## INSTRUCTIONS FOR THE TASK
Reproduce the entries below, verbatim, from the line containing "Objective — one dot per instance of the shirt cuff" through the line containing "[[311, 86], [159, 89]]", including both of those lines.

## INFORMATION GIVEN
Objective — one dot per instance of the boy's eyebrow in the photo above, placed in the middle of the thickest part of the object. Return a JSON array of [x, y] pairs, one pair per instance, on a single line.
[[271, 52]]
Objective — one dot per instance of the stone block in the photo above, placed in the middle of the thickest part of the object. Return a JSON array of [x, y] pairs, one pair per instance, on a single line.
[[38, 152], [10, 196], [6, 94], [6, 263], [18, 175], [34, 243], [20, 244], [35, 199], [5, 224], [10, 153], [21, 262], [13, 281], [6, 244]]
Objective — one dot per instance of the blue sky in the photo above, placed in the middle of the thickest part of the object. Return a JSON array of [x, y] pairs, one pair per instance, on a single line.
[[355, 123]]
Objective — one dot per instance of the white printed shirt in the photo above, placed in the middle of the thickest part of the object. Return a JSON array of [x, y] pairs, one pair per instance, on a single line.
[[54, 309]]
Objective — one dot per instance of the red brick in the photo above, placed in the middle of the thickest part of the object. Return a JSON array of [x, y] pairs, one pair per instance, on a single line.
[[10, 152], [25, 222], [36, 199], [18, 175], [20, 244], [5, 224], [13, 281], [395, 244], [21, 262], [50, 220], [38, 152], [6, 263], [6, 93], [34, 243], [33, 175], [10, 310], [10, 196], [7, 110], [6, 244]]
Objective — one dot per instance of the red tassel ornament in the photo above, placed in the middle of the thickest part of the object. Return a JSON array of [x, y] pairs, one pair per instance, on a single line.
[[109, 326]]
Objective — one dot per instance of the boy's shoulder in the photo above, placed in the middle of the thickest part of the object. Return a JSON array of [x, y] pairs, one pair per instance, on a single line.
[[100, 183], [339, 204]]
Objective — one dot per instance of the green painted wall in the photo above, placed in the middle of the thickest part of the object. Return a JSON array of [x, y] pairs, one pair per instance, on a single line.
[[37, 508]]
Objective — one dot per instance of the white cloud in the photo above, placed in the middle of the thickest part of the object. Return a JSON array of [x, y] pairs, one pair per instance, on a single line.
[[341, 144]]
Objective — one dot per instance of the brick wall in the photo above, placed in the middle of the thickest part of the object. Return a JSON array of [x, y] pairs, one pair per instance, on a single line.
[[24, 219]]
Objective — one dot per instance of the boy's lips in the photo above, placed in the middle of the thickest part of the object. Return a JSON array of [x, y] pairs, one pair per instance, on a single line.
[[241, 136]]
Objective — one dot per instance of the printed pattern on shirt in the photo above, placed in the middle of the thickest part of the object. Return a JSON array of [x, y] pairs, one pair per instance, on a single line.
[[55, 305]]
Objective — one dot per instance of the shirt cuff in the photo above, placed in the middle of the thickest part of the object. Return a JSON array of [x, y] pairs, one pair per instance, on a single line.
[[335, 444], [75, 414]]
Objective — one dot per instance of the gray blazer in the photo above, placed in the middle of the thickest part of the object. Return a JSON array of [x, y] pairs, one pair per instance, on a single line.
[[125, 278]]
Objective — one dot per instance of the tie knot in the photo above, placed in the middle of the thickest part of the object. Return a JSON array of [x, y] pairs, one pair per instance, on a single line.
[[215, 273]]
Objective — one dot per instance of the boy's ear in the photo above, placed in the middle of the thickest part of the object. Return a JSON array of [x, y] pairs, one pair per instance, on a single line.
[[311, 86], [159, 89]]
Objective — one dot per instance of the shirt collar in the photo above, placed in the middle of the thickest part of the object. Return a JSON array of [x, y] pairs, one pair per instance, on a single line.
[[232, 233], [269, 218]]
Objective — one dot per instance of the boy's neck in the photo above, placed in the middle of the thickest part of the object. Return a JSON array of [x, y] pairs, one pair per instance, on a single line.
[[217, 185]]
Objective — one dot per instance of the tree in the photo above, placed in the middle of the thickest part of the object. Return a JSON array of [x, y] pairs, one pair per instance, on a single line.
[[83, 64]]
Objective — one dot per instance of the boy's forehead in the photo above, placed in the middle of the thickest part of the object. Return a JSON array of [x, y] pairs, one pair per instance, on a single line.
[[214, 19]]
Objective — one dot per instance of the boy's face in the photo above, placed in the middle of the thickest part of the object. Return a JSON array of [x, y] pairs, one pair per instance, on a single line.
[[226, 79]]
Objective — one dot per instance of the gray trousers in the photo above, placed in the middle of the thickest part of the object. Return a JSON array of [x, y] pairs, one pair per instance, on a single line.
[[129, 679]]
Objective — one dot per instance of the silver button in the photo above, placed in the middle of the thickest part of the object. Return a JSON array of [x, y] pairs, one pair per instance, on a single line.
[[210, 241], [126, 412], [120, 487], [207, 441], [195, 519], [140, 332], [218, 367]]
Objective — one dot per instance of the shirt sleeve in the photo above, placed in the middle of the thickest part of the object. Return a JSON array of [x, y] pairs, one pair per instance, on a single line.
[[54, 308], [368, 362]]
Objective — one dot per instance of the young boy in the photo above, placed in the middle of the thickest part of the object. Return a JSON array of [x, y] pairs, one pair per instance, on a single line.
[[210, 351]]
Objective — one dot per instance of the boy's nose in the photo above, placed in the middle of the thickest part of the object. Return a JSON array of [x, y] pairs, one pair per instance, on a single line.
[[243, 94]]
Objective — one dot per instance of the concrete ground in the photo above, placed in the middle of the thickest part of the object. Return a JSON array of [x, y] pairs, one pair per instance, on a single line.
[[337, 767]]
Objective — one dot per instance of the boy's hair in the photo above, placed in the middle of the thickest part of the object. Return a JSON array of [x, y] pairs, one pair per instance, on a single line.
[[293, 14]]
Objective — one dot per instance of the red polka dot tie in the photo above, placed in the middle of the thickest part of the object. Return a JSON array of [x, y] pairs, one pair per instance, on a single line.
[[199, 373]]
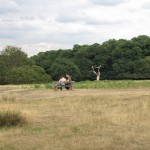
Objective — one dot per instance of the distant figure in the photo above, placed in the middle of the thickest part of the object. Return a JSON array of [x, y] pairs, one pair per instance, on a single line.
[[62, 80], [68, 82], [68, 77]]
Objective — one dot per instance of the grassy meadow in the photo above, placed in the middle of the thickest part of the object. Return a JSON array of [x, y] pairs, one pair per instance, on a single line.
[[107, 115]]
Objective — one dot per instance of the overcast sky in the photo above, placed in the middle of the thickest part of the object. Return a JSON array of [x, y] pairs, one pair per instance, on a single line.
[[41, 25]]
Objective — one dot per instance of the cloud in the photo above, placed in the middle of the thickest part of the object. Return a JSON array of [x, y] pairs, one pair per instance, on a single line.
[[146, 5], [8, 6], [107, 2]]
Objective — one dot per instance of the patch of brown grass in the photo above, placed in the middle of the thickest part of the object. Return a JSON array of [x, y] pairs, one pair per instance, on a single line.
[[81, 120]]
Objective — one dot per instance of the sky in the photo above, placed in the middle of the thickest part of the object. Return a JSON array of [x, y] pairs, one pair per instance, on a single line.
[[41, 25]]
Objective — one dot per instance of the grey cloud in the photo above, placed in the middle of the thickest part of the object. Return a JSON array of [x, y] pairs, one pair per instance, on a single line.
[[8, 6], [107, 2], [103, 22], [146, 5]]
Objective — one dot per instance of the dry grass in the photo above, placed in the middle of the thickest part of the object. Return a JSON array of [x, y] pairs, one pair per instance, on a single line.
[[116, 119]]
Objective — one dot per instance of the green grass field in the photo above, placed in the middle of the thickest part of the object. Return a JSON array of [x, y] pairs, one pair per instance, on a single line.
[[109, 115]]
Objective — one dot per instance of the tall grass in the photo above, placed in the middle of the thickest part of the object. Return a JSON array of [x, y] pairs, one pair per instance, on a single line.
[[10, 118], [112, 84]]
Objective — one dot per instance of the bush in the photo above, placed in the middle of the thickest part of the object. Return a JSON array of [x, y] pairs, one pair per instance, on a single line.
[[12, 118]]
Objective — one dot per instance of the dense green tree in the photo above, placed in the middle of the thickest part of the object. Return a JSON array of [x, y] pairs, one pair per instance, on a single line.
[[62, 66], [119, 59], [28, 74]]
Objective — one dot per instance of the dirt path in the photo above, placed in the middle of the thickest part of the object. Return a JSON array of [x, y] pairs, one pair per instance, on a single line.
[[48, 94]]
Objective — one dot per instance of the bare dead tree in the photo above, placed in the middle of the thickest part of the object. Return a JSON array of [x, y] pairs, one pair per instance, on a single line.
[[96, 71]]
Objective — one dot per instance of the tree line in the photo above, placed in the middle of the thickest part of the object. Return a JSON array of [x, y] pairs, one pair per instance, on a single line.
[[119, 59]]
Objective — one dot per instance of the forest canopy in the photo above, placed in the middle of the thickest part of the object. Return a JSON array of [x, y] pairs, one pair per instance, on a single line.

---

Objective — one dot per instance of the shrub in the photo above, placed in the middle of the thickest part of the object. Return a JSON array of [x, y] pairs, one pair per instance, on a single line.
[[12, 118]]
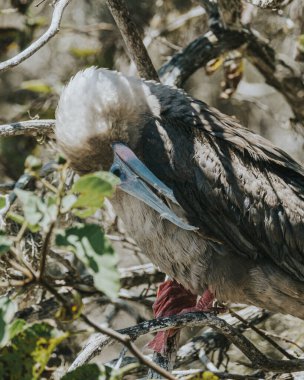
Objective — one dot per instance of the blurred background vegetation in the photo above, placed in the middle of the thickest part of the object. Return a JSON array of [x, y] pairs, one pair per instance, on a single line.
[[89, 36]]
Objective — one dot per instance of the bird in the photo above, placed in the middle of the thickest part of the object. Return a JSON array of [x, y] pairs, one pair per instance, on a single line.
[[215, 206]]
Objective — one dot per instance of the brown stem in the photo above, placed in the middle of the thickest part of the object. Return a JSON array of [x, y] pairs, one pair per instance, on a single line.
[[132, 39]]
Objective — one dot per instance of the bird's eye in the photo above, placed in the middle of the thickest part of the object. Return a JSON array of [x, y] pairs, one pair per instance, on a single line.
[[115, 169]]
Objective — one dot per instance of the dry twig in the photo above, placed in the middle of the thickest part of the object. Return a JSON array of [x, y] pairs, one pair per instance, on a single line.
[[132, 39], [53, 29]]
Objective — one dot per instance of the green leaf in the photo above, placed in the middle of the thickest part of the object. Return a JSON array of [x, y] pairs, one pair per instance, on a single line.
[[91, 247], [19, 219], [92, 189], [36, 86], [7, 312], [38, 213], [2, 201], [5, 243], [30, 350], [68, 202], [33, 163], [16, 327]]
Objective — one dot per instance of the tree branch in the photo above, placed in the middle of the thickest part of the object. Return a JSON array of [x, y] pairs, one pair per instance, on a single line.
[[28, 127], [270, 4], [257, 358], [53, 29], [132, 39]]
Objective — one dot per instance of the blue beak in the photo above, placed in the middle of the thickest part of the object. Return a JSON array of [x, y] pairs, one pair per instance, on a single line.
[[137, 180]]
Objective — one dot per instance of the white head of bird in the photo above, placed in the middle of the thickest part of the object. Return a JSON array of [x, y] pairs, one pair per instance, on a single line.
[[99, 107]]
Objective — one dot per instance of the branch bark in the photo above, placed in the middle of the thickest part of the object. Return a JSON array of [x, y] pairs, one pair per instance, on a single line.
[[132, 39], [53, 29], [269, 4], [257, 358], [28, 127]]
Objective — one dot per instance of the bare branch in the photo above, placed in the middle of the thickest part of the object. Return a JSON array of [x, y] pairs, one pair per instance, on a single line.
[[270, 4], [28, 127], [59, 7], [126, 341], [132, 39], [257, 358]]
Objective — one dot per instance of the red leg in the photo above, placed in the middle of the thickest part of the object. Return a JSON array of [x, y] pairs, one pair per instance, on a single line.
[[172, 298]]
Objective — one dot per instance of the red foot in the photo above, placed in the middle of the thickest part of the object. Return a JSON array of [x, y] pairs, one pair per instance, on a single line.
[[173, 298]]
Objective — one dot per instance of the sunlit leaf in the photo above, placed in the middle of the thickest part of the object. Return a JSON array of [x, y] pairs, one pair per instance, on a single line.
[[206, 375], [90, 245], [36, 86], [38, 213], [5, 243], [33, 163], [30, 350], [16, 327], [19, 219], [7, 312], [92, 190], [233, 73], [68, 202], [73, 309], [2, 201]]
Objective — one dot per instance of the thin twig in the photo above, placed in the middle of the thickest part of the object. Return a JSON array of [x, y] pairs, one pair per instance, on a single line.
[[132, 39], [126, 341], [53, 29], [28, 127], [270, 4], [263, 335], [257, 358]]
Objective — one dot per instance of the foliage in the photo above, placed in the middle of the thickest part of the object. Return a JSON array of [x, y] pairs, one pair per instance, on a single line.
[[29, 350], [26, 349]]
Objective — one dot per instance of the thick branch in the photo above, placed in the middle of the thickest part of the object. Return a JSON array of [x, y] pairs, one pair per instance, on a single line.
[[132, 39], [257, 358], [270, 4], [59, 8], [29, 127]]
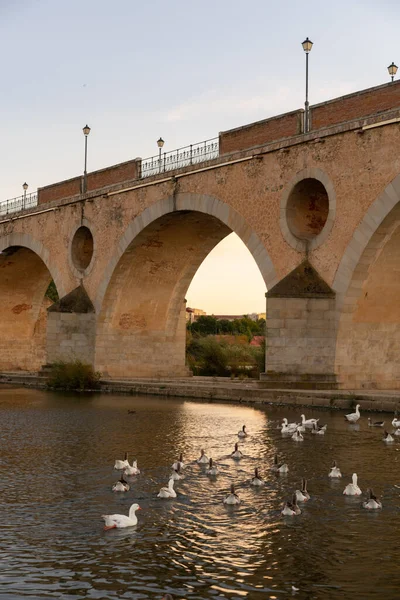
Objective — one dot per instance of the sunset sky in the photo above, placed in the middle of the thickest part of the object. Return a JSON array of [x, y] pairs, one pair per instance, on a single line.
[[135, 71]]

## RESULT
Objective — one dot per instance of the shirt cuff in the photo above, placed in the middle of the thickest part of the object. Return a JSON array of [x, y] pairs, one pair per instance, on a single line.
[[335, 444], [75, 414]]
Objective — one dot per instance of the gray blazer in the photo above, placed in the middle of the thickest part of the object. Return a JSON array of [x, y] pairs, one pair per instance, on a single line.
[[125, 278]]
Objective — one dot per instance of the tie knot in the photo above, placed in the middle of the thickest part of the object. Return a JSON array of [x, y] pairs, one pair per instance, on a single line.
[[215, 273]]
Objective — one dot per instance of the boy's ear in the photo above, placed in the middle of the thickest part of the object. Return a JSON array of [x, y] pairs, one pair per instance, on a single line.
[[311, 86], [159, 89]]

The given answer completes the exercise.